---- DATA

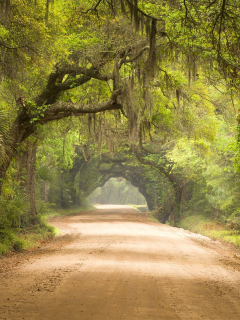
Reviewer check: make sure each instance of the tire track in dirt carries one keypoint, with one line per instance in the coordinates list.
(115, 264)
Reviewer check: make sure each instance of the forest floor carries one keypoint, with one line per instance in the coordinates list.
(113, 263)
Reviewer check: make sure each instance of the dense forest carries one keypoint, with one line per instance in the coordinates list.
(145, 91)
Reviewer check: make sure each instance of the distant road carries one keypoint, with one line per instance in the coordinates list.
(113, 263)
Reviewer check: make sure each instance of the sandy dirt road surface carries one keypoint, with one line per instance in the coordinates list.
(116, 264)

--------
---- DATA

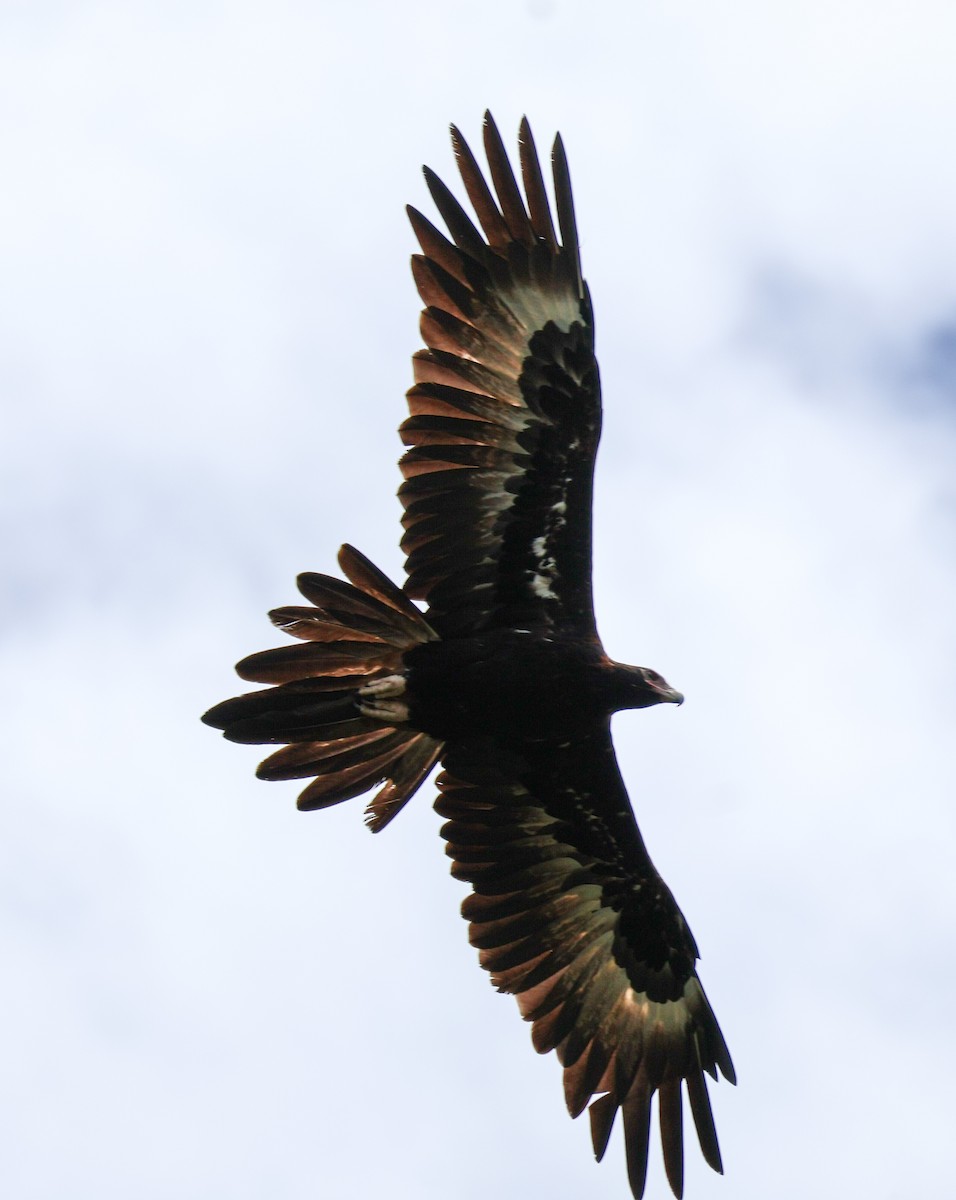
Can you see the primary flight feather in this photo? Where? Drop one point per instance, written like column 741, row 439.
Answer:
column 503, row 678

--------

» TO DO: Reproduce, word for word, the lines of the material starting at the line that contains "Can you see" and ending at the line that contains "column 503, row 678", with both of those lines included.

» FINAL ANSWER:
Can you see the primary flight feather in this photo? Where? Drop one point per instance, written like column 741, row 439.
Answer:
column 503, row 678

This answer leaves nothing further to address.